-- start INFORMATION GIVEN --

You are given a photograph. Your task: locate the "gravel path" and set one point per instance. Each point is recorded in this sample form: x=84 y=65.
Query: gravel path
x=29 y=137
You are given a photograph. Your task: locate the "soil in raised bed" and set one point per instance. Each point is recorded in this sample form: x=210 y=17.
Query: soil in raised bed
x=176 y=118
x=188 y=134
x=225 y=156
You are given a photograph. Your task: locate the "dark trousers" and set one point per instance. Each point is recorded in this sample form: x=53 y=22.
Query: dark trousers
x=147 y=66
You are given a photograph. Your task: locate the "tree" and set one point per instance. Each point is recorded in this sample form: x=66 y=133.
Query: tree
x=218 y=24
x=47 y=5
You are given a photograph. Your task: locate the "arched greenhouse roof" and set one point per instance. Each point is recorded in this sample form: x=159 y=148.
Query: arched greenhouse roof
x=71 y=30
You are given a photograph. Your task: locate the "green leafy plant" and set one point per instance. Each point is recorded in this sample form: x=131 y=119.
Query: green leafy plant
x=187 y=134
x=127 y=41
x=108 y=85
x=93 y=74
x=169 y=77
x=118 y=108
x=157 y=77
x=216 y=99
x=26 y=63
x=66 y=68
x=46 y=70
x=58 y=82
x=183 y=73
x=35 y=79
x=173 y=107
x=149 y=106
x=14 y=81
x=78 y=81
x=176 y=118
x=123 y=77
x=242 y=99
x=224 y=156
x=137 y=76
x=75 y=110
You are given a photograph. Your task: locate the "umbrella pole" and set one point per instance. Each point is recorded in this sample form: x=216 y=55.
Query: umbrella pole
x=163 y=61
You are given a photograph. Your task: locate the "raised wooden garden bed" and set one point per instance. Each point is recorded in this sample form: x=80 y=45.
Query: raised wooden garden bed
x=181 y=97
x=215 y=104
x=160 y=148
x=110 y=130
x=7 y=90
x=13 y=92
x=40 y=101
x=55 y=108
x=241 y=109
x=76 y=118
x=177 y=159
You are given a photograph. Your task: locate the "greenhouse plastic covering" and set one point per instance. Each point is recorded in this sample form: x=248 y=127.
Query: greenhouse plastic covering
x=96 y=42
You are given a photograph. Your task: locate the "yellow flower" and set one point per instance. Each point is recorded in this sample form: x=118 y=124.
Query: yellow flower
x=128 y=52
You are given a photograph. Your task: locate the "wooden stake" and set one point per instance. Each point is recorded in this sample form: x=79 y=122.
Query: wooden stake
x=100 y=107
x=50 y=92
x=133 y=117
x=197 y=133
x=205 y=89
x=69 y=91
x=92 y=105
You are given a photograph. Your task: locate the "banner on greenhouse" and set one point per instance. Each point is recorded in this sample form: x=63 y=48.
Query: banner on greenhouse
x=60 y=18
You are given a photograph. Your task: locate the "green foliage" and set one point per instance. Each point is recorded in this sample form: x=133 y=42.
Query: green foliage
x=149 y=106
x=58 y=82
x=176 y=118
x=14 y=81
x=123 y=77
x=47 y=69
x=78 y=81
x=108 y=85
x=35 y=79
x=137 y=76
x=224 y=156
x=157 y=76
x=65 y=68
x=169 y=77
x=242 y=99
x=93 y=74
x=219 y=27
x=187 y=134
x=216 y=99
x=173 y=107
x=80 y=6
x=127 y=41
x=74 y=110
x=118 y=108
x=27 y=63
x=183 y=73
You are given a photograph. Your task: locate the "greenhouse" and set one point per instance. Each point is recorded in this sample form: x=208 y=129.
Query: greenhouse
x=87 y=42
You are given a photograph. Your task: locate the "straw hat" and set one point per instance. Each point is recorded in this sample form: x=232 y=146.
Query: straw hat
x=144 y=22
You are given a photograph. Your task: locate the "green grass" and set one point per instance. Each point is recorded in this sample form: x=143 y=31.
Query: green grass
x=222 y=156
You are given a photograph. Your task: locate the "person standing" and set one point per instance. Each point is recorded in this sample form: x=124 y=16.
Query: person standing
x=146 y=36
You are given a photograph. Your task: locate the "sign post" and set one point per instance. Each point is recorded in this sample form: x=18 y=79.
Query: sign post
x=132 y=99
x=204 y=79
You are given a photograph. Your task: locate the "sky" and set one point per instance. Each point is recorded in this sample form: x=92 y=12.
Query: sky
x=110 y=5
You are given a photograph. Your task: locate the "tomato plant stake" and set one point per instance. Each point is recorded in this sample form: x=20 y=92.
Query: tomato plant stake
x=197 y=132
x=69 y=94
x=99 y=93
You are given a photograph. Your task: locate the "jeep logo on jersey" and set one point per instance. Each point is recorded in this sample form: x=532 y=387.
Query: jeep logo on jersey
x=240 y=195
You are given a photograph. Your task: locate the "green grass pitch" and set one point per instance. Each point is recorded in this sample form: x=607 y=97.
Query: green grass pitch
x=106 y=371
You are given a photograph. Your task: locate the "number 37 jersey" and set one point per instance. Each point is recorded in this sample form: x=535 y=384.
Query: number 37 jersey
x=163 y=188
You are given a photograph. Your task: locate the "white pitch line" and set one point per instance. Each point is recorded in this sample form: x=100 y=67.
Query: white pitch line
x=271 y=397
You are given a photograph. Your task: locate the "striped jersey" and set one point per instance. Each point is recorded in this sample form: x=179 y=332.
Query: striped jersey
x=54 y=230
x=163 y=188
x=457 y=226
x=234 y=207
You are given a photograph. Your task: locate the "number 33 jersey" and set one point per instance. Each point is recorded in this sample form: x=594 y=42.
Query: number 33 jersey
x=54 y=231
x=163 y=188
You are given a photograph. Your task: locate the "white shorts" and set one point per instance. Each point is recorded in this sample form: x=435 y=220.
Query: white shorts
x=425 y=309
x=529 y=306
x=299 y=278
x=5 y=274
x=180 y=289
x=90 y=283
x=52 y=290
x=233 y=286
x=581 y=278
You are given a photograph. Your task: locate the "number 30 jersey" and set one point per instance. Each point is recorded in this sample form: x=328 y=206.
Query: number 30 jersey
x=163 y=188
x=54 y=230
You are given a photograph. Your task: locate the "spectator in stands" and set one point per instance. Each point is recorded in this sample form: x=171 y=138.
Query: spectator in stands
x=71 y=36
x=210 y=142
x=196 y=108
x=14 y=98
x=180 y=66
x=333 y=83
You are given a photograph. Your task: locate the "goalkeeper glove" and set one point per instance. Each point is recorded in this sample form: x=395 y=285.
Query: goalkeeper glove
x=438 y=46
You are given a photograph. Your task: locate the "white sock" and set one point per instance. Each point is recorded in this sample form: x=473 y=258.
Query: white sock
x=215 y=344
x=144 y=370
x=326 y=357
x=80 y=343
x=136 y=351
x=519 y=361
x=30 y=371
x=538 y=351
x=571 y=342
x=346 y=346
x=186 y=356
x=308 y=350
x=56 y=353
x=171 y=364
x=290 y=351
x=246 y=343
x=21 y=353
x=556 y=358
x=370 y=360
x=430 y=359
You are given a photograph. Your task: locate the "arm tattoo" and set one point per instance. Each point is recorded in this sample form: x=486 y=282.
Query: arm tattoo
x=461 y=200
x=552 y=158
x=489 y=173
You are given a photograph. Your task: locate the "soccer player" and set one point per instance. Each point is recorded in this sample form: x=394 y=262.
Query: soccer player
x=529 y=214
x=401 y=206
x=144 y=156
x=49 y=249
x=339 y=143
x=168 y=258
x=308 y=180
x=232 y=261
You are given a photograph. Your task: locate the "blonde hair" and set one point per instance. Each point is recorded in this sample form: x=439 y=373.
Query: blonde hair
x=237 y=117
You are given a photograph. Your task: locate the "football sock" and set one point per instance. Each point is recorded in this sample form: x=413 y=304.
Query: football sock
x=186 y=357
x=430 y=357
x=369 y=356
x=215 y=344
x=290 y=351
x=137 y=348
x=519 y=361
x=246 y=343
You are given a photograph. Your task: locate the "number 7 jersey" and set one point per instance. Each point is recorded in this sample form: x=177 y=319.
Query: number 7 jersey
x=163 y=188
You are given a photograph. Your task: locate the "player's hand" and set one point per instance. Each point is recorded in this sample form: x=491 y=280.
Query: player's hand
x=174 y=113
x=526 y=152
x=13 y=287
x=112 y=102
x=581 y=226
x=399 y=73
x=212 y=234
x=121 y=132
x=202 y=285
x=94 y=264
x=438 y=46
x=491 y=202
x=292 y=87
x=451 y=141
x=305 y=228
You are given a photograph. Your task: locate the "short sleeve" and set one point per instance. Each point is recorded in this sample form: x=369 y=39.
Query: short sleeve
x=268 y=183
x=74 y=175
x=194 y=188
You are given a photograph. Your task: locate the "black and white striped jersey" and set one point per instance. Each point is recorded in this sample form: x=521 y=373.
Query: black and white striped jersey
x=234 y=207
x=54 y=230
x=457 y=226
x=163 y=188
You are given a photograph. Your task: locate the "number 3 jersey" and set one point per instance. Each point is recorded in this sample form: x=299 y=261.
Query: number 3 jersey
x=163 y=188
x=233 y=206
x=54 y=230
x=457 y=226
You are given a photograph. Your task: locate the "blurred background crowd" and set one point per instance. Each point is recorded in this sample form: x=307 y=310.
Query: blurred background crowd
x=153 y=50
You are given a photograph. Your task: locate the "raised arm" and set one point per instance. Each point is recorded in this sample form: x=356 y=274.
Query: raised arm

-- end INFORMATION GIVEN --

Write out the lines above word for word, starting at the first line and continuing through the line containing "x=225 y=156", both included.

### FINAL RESULT
You are given a photograph. Your task: locate the "gravel path" and set one point per instance. Each point is recorded in this sample form: x=84 y=65.
Query: gravel path
x=29 y=137
You are given a photograph. Your task: locate the "soil in raised bed" and set one point per instance. Each point is recorded in this sample form: x=210 y=17.
Query: soil in raised bed
x=176 y=118
x=188 y=134
x=225 y=156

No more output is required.